### [What is required]
From the entries that follow, report every line in which "dirt" occurs.

--- Provided material Enclosed Below ---

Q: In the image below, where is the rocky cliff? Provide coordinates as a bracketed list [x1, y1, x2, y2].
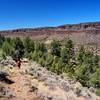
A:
[0, 22, 100, 44]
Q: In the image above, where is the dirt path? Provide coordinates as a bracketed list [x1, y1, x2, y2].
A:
[8, 70, 35, 100]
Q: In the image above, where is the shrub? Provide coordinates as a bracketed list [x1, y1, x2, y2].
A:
[38, 57, 45, 67]
[96, 88, 100, 96]
[89, 68, 100, 88]
[1, 52, 6, 59]
[31, 51, 39, 61]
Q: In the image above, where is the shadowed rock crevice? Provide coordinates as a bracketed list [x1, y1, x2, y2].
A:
[0, 72, 14, 84]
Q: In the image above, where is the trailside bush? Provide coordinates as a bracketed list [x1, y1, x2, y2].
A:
[38, 56, 45, 67]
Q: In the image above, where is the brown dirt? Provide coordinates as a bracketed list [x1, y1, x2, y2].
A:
[7, 71, 36, 100]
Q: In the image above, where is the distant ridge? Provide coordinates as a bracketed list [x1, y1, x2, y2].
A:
[0, 22, 100, 32]
[0, 22, 100, 45]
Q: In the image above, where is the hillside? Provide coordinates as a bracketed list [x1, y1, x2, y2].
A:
[0, 57, 100, 100]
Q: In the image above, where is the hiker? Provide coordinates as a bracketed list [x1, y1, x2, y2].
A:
[15, 58, 21, 69]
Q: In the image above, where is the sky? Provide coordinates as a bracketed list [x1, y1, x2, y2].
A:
[0, 0, 100, 30]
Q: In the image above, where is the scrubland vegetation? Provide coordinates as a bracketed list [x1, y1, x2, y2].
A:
[0, 34, 100, 96]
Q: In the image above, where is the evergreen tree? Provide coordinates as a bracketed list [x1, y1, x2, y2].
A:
[50, 56, 59, 73]
[24, 36, 34, 53]
[51, 40, 61, 57]
[77, 45, 85, 64]
[2, 41, 11, 55]
[55, 58, 65, 74]
[0, 34, 5, 47]
[12, 37, 25, 60]
[39, 43, 47, 53]
[45, 53, 54, 67]
[89, 68, 100, 88]
[61, 47, 69, 63]
[32, 50, 39, 61]
[38, 56, 45, 67]
[75, 64, 89, 86]
[64, 39, 75, 63]
[34, 41, 41, 51]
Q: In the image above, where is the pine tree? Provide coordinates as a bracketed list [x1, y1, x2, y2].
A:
[77, 45, 85, 64]
[45, 53, 54, 67]
[34, 41, 41, 51]
[0, 34, 5, 47]
[24, 36, 34, 53]
[55, 58, 65, 74]
[12, 37, 25, 60]
[50, 56, 59, 73]
[51, 40, 61, 57]
[75, 64, 89, 86]
[61, 47, 69, 63]
[2, 41, 11, 55]
[64, 39, 75, 63]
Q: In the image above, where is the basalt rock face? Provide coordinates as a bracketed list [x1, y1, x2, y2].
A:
[57, 22, 100, 30]
[0, 22, 100, 44]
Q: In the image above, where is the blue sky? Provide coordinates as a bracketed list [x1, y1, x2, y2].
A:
[0, 0, 100, 30]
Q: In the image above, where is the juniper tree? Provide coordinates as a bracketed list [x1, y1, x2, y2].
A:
[51, 40, 61, 57]
[2, 41, 11, 55]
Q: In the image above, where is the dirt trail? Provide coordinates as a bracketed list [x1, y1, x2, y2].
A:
[6, 69, 32, 99]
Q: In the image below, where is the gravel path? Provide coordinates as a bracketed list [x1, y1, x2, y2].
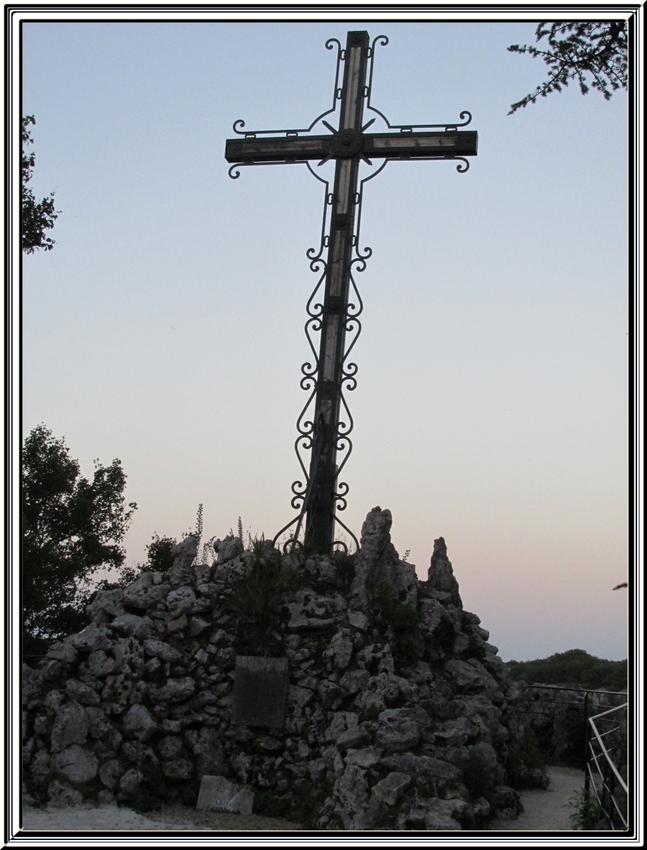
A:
[22, 766, 586, 834]
[487, 766, 585, 831]
[22, 803, 303, 832]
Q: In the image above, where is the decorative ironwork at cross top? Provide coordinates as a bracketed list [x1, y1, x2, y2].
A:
[225, 31, 478, 555]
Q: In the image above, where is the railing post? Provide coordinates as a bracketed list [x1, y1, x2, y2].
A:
[583, 690, 591, 800]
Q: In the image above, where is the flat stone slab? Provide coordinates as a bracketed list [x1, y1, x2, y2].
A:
[196, 775, 254, 815]
[231, 656, 289, 728]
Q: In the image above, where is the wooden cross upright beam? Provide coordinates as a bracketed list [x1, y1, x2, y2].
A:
[225, 31, 478, 553]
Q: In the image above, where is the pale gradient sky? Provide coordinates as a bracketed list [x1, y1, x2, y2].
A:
[19, 13, 632, 662]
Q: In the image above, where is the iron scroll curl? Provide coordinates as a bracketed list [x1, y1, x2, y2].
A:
[229, 32, 476, 553]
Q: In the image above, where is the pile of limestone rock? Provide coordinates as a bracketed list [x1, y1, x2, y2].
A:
[23, 507, 541, 829]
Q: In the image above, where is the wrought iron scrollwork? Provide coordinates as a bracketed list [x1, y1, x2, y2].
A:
[241, 32, 476, 553]
[231, 40, 343, 141]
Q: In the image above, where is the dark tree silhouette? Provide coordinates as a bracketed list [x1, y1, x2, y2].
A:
[508, 22, 627, 114]
[22, 116, 60, 253]
[22, 425, 136, 656]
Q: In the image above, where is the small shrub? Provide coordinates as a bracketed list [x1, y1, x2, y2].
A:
[218, 538, 302, 655]
[567, 789, 606, 829]
[330, 550, 356, 589]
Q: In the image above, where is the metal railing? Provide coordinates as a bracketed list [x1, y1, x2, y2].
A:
[584, 702, 628, 830]
[518, 684, 626, 768]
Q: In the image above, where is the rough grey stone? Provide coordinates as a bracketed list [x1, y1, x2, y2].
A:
[157, 735, 184, 760]
[45, 641, 79, 664]
[286, 591, 337, 629]
[339, 668, 370, 696]
[98, 758, 124, 791]
[123, 704, 157, 742]
[168, 536, 198, 586]
[48, 779, 84, 808]
[336, 726, 372, 752]
[376, 709, 421, 753]
[381, 752, 461, 782]
[119, 768, 143, 797]
[86, 588, 126, 621]
[166, 587, 197, 617]
[324, 712, 358, 744]
[418, 598, 445, 634]
[422, 798, 465, 830]
[214, 535, 244, 564]
[387, 560, 418, 608]
[50, 702, 89, 752]
[427, 537, 462, 606]
[162, 759, 193, 780]
[109, 614, 155, 639]
[52, 745, 98, 784]
[143, 639, 183, 663]
[348, 610, 369, 631]
[189, 616, 211, 637]
[29, 751, 51, 783]
[445, 659, 489, 693]
[344, 747, 382, 769]
[65, 679, 100, 706]
[288, 684, 315, 713]
[350, 507, 400, 611]
[324, 629, 354, 671]
[69, 624, 114, 653]
[122, 572, 171, 610]
[490, 785, 523, 818]
[366, 771, 412, 826]
[333, 762, 370, 829]
[434, 716, 473, 746]
[87, 649, 117, 678]
[22, 663, 44, 703]
[151, 677, 196, 703]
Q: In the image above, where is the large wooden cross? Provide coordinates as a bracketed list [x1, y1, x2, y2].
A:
[225, 31, 477, 553]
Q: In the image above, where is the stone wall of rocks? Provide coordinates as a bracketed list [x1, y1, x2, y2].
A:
[23, 507, 541, 829]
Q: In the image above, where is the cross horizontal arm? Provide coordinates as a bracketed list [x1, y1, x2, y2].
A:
[364, 130, 477, 159]
[225, 130, 477, 165]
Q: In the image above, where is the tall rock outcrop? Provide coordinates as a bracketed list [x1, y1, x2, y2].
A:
[22, 508, 537, 828]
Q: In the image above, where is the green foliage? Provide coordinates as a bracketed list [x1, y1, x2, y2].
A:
[218, 537, 302, 655]
[237, 516, 244, 546]
[371, 581, 420, 664]
[192, 503, 204, 557]
[506, 649, 627, 691]
[330, 549, 356, 590]
[22, 116, 60, 253]
[567, 789, 605, 830]
[508, 22, 627, 114]
[145, 534, 177, 573]
[22, 425, 136, 657]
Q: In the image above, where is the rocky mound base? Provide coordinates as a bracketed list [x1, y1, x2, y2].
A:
[23, 507, 544, 829]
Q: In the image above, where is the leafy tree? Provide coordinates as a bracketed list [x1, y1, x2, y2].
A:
[506, 649, 627, 691]
[22, 115, 60, 253]
[507, 22, 628, 114]
[22, 424, 136, 657]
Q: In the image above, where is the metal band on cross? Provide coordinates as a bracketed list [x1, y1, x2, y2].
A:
[225, 31, 478, 554]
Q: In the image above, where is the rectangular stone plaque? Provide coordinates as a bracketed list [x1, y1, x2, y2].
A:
[231, 655, 289, 728]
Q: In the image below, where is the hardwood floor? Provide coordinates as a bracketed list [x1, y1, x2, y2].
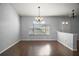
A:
[0, 41, 79, 56]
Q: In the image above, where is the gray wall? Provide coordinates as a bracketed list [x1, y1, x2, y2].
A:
[20, 16, 79, 40]
[70, 16, 79, 39]
[59, 16, 79, 33]
[58, 16, 79, 39]
[20, 16, 64, 40]
[0, 4, 20, 52]
[58, 17, 71, 32]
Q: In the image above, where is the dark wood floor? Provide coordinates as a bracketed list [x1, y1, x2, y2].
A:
[0, 41, 79, 56]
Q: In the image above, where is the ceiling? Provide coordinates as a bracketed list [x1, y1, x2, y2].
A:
[11, 3, 79, 16]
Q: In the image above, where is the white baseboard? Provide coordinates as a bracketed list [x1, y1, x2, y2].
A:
[0, 40, 20, 54]
[21, 39, 57, 41]
[57, 40, 77, 51]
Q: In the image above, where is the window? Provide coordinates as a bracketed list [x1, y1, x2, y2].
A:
[29, 20, 50, 35]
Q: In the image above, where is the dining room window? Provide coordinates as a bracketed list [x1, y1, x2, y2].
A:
[29, 20, 50, 35]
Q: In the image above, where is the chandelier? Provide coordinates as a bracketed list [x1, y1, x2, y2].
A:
[35, 6, 43, 22]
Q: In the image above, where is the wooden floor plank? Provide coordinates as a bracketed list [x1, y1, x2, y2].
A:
[0, 41, 79, 56]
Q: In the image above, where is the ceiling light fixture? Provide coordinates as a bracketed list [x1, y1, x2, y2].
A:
[35, 6, 43, 22]
[69, 9, 76, 19]
[71, 9, 76, 19]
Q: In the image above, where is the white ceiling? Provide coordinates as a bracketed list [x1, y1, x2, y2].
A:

--- End of Enclosed Provided material ---

### [Solved problem]
Q: In the image above, where is the dirt path? Provide coordinates as a bracketed list [x1, y1, x2, y2].
Q: In the image above, where is the brown dirt? Provide coordinates as a bracketed list [x1, y1, x2, y2].
Q: In the image above, where is the dirt trail? Provide coordinates as a bracketed list [x1, y1, x2, y2].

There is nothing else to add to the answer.